What to work on:
Reprint the listing. Every line must match the original exactly.

* * * * * * * * *

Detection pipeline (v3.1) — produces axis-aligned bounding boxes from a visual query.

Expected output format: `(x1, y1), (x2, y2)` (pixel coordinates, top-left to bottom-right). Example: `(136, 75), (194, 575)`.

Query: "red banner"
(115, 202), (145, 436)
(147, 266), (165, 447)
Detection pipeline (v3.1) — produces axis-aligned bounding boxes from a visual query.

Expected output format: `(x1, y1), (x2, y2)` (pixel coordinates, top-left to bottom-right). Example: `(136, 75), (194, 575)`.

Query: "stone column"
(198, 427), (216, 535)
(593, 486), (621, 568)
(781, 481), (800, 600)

* * * * * * * * *

Reply to the task:
Detection pipeline (v3.1) — produces axis-aligned bounding boxes from a visual query.

Expected output format: `(x1, y1), (x2, y2)` (pixel coordinates, top-left to bottom-right). Example: `(136, 75), (194, 575)`.

Query: "red banner"
(115, 202), (145, 436)
(147, 266), (165, 447)
Detection pipeline (v3.1) — produces axis-aligned bounding boxes from a visual query.

Expected output format: `(x1, y1), (x2, y2)` (pixel coordinates, top-left to bottom-right). Example: `(136, 75), (194, 575)`.

Query: "stone column"
(198, 427), (216, 535)
(593, 486), (621, 568)
(781, 481), (800, 600)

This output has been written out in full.